DATA FOR PROCESSING -
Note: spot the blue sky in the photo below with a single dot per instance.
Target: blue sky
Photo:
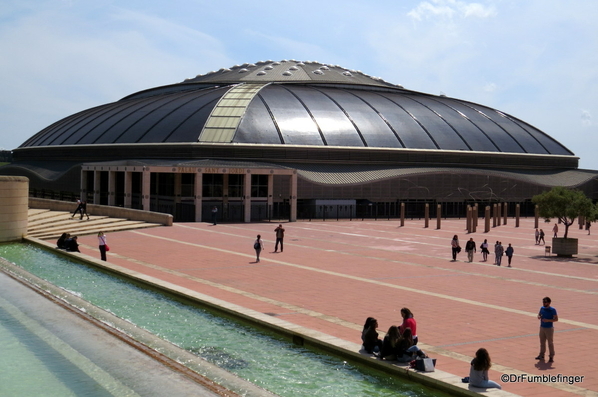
(534, 59)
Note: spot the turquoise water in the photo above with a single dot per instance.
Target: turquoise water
(30, 367)
(263, 359)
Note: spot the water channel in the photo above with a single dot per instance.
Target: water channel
(264, 359)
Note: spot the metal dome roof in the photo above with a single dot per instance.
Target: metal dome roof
(298, 103)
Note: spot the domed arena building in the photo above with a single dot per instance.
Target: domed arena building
(291, 139)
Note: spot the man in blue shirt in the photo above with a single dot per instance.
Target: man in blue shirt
(547, 317)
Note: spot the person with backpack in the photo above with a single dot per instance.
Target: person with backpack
(258, 246)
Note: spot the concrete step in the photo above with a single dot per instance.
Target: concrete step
(117, 228)
(45, 224)
(66, 222)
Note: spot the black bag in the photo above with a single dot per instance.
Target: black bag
(420, 364)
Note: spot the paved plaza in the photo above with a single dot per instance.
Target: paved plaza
(332, 275)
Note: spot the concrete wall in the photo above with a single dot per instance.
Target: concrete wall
(14, 197)
(103, 210)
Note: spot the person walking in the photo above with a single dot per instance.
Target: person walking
(78, 209)
(258, 246)
(455, 247)
(214, 215)
(484, 248)
(470, 249)
(102, 245)
(541, 237)
(547, 316)
(499, 250)
(478, 372)
(84, 210)
(279, 237)
(509, 253)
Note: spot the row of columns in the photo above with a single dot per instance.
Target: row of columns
(96, 172)
(494, 213)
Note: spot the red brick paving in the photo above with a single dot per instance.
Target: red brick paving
(332, 275)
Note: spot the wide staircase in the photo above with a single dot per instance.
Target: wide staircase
(47, 225)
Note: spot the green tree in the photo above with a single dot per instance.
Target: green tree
(565, 205)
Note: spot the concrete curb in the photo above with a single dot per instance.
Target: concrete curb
(438, 380)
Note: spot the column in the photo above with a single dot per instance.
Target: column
(145, 189)
(247, 198)
(128, 189)
(111, 188)
(96, 186)
(83, 190)
(197, 196)
(293, 200)
(270, 195)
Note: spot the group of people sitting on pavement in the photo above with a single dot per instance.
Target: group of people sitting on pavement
(68, 243)
(400, 342)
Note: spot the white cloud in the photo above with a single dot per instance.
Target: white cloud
(450, 8)
(489, 87)
(586, 117)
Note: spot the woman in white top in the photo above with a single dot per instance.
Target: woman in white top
(455, 247)
(258, 246)
(478, 372)
(102, 245)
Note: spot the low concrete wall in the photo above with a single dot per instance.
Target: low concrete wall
(103, 210)
(14, 191)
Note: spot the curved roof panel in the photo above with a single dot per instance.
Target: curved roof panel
(298, 103)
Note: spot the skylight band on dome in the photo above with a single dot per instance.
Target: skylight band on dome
(222, 124)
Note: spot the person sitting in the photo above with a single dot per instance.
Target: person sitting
(406, 350)
(369, 336)
(408, 322)
(62, 241)
(390, 344)
(71, 244)
(478, 372)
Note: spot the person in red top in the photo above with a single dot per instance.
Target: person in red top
(408, 322)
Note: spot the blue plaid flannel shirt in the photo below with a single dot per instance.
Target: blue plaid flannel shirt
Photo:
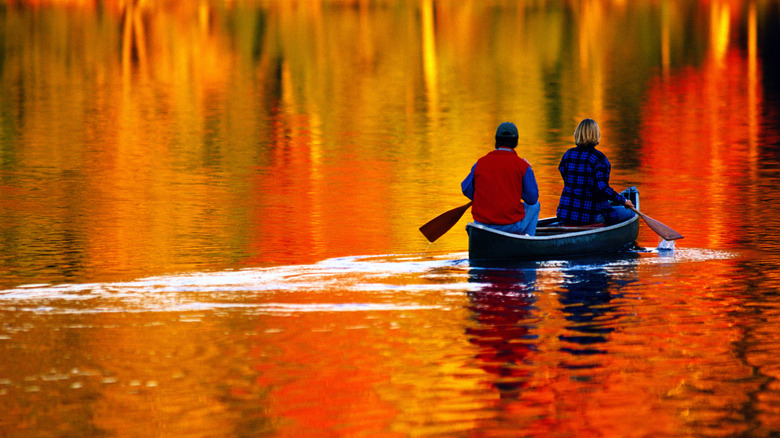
(586, 191)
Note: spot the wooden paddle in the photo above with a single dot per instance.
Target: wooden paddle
(662, 230)
(442, 223)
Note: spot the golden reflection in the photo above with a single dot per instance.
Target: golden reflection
(429, 59)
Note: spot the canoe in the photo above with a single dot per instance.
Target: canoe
(552, 240)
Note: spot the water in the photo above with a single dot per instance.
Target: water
(209, 213)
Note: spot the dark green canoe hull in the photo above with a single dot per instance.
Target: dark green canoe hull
(489, 244)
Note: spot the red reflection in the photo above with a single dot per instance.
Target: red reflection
(700, 135)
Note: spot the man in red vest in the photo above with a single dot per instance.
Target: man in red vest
(503, 187)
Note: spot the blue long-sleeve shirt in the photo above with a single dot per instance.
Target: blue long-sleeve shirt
(498, 184)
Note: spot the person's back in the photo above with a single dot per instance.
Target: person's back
(586, 191)
(503, 188)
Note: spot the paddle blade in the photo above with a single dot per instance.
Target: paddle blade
(662, 230)
(442, 223)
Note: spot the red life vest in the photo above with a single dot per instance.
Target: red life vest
(498, 188)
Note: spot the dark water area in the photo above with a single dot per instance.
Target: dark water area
(209, 219)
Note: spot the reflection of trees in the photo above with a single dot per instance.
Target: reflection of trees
(501, 309)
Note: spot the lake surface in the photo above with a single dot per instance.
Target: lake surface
(209, 219)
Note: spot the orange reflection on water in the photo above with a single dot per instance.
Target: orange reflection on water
(699, 135)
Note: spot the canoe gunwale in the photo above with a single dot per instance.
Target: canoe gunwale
(559, 236)
(492, 244)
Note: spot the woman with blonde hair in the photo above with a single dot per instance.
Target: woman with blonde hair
(586, 194)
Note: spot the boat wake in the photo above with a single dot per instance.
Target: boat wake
(346, 284)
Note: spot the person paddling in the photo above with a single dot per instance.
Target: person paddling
(586, 191)
(503, 188)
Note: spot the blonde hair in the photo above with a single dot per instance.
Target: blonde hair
(587, 133)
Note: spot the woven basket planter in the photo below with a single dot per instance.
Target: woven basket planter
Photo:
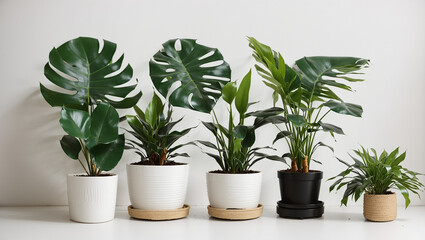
(380, 207)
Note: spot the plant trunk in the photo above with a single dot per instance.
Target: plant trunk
(305, 164)
(294, 166)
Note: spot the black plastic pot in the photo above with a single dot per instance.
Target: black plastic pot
(300, 194)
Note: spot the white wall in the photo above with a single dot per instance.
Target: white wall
(390, 33)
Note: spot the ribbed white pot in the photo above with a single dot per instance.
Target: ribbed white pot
(234, 190)
(157, 187)
(92, 199)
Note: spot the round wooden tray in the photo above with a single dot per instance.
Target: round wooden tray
(236, 214)
(158, 215)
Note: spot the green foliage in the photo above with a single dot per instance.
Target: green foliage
(307, 94)
(88, 115)
(200, 70)
(233, 145)
(376, 174)
(155, 134)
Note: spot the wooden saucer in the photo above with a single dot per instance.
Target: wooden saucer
(158, 215)
(236, 214)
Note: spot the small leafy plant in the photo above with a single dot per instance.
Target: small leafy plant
(154, 133)
(88, 115)
(376, 174)
(307, 95)
(235, 153)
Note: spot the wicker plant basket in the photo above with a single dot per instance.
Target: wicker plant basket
(380, 207)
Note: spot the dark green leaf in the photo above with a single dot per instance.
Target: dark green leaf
(75, 122)
(242, 95)
(202, 76)
(88, 69)
(107, 156)
(71, 146)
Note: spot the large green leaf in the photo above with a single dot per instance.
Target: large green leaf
(81, 67)
(154, 110)
(104, 125)
(345, 108)
(71, 146)
(107, 156)
(75, 122)
(242, 96)
(200, 70)
(229, 92)
(320, 73)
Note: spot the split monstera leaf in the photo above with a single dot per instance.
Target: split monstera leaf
(88, 114)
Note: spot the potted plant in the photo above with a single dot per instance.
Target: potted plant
(375, 175)
(234, 190)
(157, 184)
(307, 96)
(90, 120)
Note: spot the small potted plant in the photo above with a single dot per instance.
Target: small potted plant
(375, 176)
(234, 190)
(307, 96)
(157, 183)
(90, 120)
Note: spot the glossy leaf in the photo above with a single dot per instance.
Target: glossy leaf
(104, 125)
(107, 156)
(331, 128)
(345, 108)
(75, 122)
(200, 70)
(297, 120)
(229, 92)
(242, 95)
(81, 67)
(71, 146)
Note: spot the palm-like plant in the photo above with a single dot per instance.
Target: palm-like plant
(235, 153)
(88, 115)
(307, 96)
(154, 133)
(376, 174)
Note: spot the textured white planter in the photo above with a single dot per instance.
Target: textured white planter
(92, 199)
(157, 187)
(234, 190)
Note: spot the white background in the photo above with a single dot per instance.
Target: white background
(391, 34)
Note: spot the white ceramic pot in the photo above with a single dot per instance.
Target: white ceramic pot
(234, 190)
(92, 199)
(157, 187)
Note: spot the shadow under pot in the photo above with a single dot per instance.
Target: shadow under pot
(300, 194)
(158, 192)
(92, 199)
(234, 196)
(380, 207)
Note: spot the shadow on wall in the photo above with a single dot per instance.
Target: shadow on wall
(34, 167)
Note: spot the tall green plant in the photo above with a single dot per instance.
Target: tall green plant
(233, 145)
(188, 75)
(154, 133)
(376, 174)
(307, 95)
(88, 115)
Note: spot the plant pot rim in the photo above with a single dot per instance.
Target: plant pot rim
(388, 193)
(84, 175)
(234, 174)
(158, 166)
(308, 176)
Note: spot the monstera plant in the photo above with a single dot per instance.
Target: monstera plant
(88, 114)
(307, 92)
(187, 75)
(88, 78)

THE TASK -
In the listing above, find every line with the word "plaid" and copy it out.

EXERCISE SOLUTION -
Note: spot the blue plaid flannel shirt in the photo below with a single dot per instance.
Target: blue plaid flannel shirt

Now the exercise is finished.